> _Consigne_:
Restituez intégralement le texte fourni, sans rien y changer.

> _Texte fourni_:
⁂

Philippe Bardet tente de reconstituer des équilibres biologiques en jouant sur les essences implantées autour de ses parcelles et sur l'enherbement spontané.
'Favoriser les populations de typhlodromes a permis de limiter la prolifération des acariens, témoigne Philippe Bardet, vigneron girondin. Mais ce qui a été possible avec les acariens l'est sans doute avec d'autres parasites. Pour rétablir un écosystème, il faut d'abord des plantes hôtes autres que la vigne. C'est bien connu, les écosystèmes les plus riches sont les bocages. En 1996, j'ai décidé de réimplanter des haies autour de mes parcelles. Je me suis rapproché de l'Enita (Ecole nationale d'ingénieurs des travaux agricoles) pour y trouver conseil. ' Il existait alors peu d'information sur ce sujet. Aidé par un enseignant, Maarten Van Helden, Philippe Bardet va progresser dans cette direction.

⁂

> _Extrait de données_:
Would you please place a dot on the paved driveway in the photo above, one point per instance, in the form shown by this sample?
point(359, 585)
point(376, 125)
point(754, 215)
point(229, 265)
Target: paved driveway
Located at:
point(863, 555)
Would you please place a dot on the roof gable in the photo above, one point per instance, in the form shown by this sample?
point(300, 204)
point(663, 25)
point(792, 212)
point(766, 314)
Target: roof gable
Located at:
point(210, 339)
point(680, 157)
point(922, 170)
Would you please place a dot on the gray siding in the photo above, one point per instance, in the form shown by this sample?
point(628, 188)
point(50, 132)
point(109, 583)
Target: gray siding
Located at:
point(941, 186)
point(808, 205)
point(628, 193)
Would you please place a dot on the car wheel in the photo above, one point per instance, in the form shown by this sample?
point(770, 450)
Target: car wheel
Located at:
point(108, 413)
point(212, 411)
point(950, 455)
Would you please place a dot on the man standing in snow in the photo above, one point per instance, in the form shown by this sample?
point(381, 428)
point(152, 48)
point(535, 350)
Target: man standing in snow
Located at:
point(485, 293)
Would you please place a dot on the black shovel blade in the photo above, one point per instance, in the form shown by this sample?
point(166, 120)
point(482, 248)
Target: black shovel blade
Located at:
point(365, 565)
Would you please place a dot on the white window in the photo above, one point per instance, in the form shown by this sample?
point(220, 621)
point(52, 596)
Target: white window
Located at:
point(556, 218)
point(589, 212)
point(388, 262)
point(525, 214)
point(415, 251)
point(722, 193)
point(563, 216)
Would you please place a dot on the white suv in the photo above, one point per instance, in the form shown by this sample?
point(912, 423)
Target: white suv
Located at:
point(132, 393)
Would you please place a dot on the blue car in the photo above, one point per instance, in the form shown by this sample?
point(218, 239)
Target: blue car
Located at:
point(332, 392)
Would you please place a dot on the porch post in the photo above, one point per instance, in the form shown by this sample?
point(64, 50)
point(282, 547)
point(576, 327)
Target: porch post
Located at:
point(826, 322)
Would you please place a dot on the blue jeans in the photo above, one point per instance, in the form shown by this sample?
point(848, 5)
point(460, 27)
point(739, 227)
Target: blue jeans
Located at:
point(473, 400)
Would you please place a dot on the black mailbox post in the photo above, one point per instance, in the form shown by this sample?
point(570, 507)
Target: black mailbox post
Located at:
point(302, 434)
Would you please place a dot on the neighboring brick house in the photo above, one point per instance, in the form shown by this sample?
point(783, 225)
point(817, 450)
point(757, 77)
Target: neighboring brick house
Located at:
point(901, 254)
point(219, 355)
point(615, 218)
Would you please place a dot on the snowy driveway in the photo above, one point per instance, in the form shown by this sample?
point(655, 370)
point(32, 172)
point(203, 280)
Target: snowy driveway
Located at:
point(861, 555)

⁂

> _Réponse_:
Philippe Bardet tente de reconstituer des équilibres biologiques en jouant sur les essences implantées autour de ses parcelles et sur l'enherbement spontané.
'Favoriser les populations de typhlodromes a permis de limiter la prolifération des acariens, témoigne Philippe Bardet, vigneron girondin. Mais ce qui a été possible avec les acariens l'est sans doute avec d'autres parasites. Pour rétablir un écosystème, il faut d'abord des plantes hôtes autres que la vigne. C'est bien connu, les écosystèmes les plus riches sont les bocages. En 1996, j'ai décidé de réimplanter des haies autour de mes parcelles. Je me suis rapproché de l'Enita (Ecole nationale d'ingénieurs des travaux agricoles) pour y trouver conseil. ' Il existait alors peu d'information sur ce sujet. Aidé par un enseignant, Maarten Van Helden, Philippe Bardet va progresser dans cette direction.